### Task item
Emit the entire listing verbatim.

### Data section
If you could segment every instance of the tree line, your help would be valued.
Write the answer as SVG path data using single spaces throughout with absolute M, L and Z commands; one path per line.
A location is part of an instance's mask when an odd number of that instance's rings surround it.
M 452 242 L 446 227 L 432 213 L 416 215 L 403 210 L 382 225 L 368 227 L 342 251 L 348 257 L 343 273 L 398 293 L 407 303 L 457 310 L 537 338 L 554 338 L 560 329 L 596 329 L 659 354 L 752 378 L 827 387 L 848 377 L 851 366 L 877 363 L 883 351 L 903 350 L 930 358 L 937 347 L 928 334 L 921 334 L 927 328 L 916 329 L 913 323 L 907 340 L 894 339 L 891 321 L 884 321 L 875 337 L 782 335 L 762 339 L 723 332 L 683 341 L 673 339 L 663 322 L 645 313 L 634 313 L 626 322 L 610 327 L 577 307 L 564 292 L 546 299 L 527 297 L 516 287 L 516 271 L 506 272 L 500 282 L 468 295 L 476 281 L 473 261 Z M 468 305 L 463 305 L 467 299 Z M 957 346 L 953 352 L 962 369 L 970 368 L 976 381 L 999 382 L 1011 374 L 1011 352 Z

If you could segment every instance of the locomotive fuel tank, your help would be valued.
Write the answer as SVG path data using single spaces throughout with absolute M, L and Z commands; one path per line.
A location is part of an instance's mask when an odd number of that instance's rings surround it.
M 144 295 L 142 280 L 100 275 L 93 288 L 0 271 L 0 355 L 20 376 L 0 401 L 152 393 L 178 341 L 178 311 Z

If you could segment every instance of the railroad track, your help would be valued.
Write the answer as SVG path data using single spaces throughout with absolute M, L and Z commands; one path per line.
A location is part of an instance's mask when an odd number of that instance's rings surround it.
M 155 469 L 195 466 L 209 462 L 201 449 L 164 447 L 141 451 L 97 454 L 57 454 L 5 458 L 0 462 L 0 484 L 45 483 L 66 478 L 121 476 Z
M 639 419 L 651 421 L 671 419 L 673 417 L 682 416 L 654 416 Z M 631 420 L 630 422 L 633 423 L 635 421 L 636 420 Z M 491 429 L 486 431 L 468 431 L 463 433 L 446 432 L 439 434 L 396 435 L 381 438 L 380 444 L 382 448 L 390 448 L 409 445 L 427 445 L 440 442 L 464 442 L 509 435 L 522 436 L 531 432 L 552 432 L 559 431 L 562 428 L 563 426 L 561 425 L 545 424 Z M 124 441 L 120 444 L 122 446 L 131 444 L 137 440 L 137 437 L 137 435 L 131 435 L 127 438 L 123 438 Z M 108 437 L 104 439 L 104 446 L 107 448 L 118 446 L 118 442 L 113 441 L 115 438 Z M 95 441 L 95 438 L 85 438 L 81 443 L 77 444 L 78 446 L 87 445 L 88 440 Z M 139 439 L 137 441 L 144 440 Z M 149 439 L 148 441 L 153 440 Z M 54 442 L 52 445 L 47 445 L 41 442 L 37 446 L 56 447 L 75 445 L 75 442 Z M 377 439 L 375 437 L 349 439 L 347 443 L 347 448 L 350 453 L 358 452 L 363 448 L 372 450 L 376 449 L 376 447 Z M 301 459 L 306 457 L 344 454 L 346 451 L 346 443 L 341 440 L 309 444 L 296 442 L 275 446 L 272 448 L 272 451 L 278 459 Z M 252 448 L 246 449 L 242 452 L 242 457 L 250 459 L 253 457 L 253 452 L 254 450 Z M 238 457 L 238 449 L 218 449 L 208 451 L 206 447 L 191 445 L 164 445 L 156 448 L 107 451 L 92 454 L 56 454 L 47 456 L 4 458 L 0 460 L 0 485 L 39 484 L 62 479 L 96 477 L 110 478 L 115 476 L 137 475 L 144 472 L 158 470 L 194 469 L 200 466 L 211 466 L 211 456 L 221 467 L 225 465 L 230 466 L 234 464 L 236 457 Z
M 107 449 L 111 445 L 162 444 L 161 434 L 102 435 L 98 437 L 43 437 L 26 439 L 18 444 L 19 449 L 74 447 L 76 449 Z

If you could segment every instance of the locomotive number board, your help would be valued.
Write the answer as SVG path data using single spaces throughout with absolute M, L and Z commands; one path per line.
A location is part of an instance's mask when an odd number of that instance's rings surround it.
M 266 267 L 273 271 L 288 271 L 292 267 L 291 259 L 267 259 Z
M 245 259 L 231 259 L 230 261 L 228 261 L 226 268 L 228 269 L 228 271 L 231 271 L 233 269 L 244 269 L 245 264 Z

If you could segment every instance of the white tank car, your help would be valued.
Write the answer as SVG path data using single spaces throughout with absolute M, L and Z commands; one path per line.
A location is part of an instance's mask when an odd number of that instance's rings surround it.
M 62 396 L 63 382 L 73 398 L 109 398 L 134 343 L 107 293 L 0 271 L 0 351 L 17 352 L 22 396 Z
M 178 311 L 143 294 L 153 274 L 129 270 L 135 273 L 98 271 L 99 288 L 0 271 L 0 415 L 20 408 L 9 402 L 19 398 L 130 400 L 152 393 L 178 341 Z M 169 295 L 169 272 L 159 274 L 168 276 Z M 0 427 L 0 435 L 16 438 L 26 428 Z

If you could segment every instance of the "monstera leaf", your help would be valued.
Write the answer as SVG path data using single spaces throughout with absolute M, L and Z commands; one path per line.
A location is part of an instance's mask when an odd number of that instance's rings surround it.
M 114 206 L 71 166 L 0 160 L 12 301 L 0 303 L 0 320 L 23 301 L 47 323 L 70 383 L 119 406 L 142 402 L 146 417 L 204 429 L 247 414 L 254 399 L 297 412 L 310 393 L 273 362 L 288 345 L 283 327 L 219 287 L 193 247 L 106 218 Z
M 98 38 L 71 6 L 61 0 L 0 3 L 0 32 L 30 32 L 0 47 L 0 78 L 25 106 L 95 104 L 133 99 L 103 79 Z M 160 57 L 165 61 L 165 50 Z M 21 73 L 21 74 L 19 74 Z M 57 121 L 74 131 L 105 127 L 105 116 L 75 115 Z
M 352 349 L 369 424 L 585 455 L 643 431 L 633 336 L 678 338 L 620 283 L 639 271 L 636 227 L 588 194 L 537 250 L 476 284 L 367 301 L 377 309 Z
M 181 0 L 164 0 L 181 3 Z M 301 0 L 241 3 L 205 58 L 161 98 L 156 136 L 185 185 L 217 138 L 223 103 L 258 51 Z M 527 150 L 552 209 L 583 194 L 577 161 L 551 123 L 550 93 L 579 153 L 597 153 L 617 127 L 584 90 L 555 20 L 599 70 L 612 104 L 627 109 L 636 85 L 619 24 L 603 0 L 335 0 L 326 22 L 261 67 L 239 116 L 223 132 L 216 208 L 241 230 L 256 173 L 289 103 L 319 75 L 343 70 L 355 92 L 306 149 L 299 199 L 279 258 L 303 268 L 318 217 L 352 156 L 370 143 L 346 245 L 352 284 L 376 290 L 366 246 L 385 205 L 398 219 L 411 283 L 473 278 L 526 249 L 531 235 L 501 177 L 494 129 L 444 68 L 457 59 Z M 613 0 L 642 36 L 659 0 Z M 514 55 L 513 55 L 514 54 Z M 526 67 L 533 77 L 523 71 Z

### Written response
If you could segment every instance of the tree line, your help would be valued.
Write the answer as SVG path data using single spaces throughout with absolute M, L and Z commands; one path per line.
A location is part of an instance's mask when an odd number of that instance's rings surround it.
M 452 242 L 446 227 L 432 213 L 416 215 L 403 210 L 382 225 L 368 227 L 342 251 L 348 257 L 343 273 L 398 293 L 407 303 L 457 310 L 537 338 L 554 338 L 560 329 L 596 329 L 659 354 L 752 378 L 827 387 L 848 377 L 851 366 L 877 363 L 883 351 L 903 350 L 930 358 L 937 347 L 928 334 L 921 334 L 927 328 L 916 329 L 913 323 L 907 340 L 894 339 L 891 321 L 884 321 L 875 337 L 782 335 L 762 339 L 723 332 L 683 341 L 673 339 L 663 322 L 645 313 L 634 313 L 626 322 L 610 327 L 577 307 L 564 292 L 546 299 L 527 297 L 516 287 L 516 271 L 506 272 L 500 282 L 468 295 L 476 281 L 473 261 Z M 468 305 L 463 305 L 467 299 Z M 957 346 L 953 352 L 962 369 L 970 368 L 976 381 L 999 382 L 1011 374 L 1011 352 Z

If you could segment every instance of the locomotive fuel tank, your help would be valued.
Write the answer as SVG path data using single spaces throughout with absolute M, L and Z commands; one path per line.
A location is part of an instance's mask when an odd number of that instance's rings surround it.
M 144 295 L 142 280 L 100 275 L 93 288 L 0 271 L 0 355 L 20 376 L 0 401 L 152 393 L 178 341 L 178 311 Z

If you could segment every instance of the railroad track, your help would be valued.
Write the answer as SVG path data using single spaces throughout with absolute M, L and Z commands; one path per line.
A location is part of an instance's mask when an odd number of that instance's rings surround it.
M 155 469 L 195 466 L 209 462 L 201 449 L 164 447 L 141 451 L 97 454 L 57 454 L 5 458 L 0 462 L 0 484 L 45 483 L 66 478 L 121 476 Z
M 639 419 L 651 421 L 671 419 L 673 417 L 682 416 L 654 416 Z M 631 420 L 630 422 L 633 423 L 635 421 L 636 420 Z M 491 429 L 486 431 L 468 431 L 463 433 L 446 432 L 439 434 L 396 435 L 381 438 L 380 444 L 382 448 L 390 448 L 409 445 L 427 445 L 440 442 L 464 442 L 509 435 L 522 436 L 531 432 L 552 432 L 559 431 L 562 428 L 563 426 L 561 425 L 545 424 Z M 124 441 L 120 444 L 122 446 L 131 444 L 137 440 L 137 437 L 137 435 L 131 435 L 127 438 L 123 438 Z M 108 437 L 104 439 L 104 446 L 107 448 L 118 446 L 118 442 L 113 441 L 115 438 Z M 95 441 L 95 438 L 85 438 L 81 443 L 77 444 L 78 446 L 87 445 L 88 440 Z M 139 439 L 137 441 L 144 440 Z M 149 439 L 148 441 L 153 440 Z M 54 442 L 52 445 L 47 445 L 41 442 L 37 446 L 56 447 L 75 445 L 75 442 Z M 377 439 L 375 437 L 349 439 L 347 443 L 347 448 L 350 453 L 358 452 L 363 448 L 372 450 L 376 449 L 376 447 Z M 301 459 L 306 457 L 344 454 L 346 451 L 346 443 L 341 440 L 309 444 L 296 442 L 275 446 L 272 448 L 272 451 L 278 459 Z M 252 448 L 246 449 L 242 452 L 242 457 L 250 459 L 253 457 L 253 452 L 254 450 Z M 238 457 L 238 449 L 218 449 L 208 451 L 206 447 L 191 445 L 164 445 L 156 448 L 107 451 L 92 454 L 56 454 L 47 456 L 4 458 L 0 460 L 0 485 L 39 484 L 62 479 L 96 477 L 110 478 L 115 476 L 137 475 L 144 472 L 158 470 L 194 469 L 200 466 L 211 466 L 211 456 L 221 467 L 225 465 L 230 466 L 234 464 L 236 457 Z
M 107 449 L 111 445 L 162 444 L 161 434 L 102 435 L 98 437 L 43 437 L 26 439 L 18 444 L 19 449 L 74 447 L 76 449 Z

If you could segment every instance of the locomotive number board, your help would be valued.
Write the answer as SVG path data using single spaces throughout with absolute M, L and Z commands; one path per line.
A location is part of an instance's mask when an odd number of that instance's rings surround it.
M 266 267 L 273 271 L 288 271 L 292 267 L 291 259 L 267 259 Z
M 245 259 L 231 259 L 230 261 L 228 261 L 226 268 L 228 269 L 228 271 L 231 271 L 233 269 L 244 269 L 245 264 Z

If you could segment every instance of the white tank car, your help would be valued.
Write the answer as SVG path data using single spaces throughout with absolute M, L and Z commands; one path per line.
A location is part of an instance's mask when an odd number of that instance's rings surround it.
M 62 396 L 63 382 L 73 398 L 109 398 L 134 343 L 107 293 L 0 271 L 0 351 L 17 352 L 22 396 Z
M 178 311 L 143 294 L 153 274 L 129 270 L 135 273 L 98 271 L 99 288 L 0 271 L 0 415 L 20 408 L 9 402 L 19 398 L 130 400 L 152 393 L 178 341 Z M 169 295 L 169 272 L 159 274 L 168 276 Z M 0 427 L 0 435 L 16 438 L 26 428 Z

If you could segment every instance of the "monstera leaf", your help would be valued.
Write the answer as SVG path data using single spaces throughout with absolute M, L and Z commands; one path per line.
A location is part of an instance's mask when an odd number of that instance's rings surround it.
M 114 206 L 71 166 L 0 160 L 12 301 L 0 303 L 0 320 L 23 301 L 47 323 L 70 383 L 119 406 L 142 402 L 146 417 L 204 429 L 247 414 L 254 399 L 297 412 L 310 393 L 273 362 L 288 345 L 283 327 L 219 287 L 193 247 L 106 218 Z
M 98 38 L 71 6 L 61 0 L 0 3 L 0 32 L 30 32 L 0 47 L 0 78 L 25 106 L 95 104 L 133 99 L 103 79 Z M 160 57 L 165 61 L 165 50 Z M 21 73 L 21 74 L 19 74 Z M 57 121 L 74 131 L 105 127 L 105 116 L 75 115 Z
M 352 349 L 369 424 L 585 455 L 643 431 L 633 336 L 678 338 L 620 283 L 639 271 L 636 227 L 588 194 L 537 250 L 476 284 L 367 301 L 377 309 Z
M 181 0 L 164 0 L 181 3 Z M 301 0 L 241 3 L 205 58 L 161 98 L 156 136 L 185 185 L 217 138 L 223 103 L 258 51 Z M 527 150 L 552 209 L 583 194 L 577 161 L 551 123 L 550 93 L 579 153 L 597 153 L 617 127 L 584 90 L 555 20 L 599 70 L 612 104 L 627 109 L 636 85 L 619 24 L 603 0 L 335 0 L 326 22 L 261 67 L 239 116 L 223 132 L 216 208 L 241 230 L 256 173 L 289 103 L 319 75 L 343 70 L 355 92 L 306 149 L 299 199 L 279 258 L 303 268 L 318 217 L 352 156 L 370 143 L 346 245 L 352 284 L 376 290 L 366 246 L 385 205 L 398 219 L 411 283 L 473 278 L 526 249 L 531 235 L 501 177 L 494 129 L 444 68 L 457 59 Z M 613 0 L 642 36 L 659 0 Z M 514 55 L 513 55 L 514 54 Z M 526 67 L 533 77 L 523 71 Z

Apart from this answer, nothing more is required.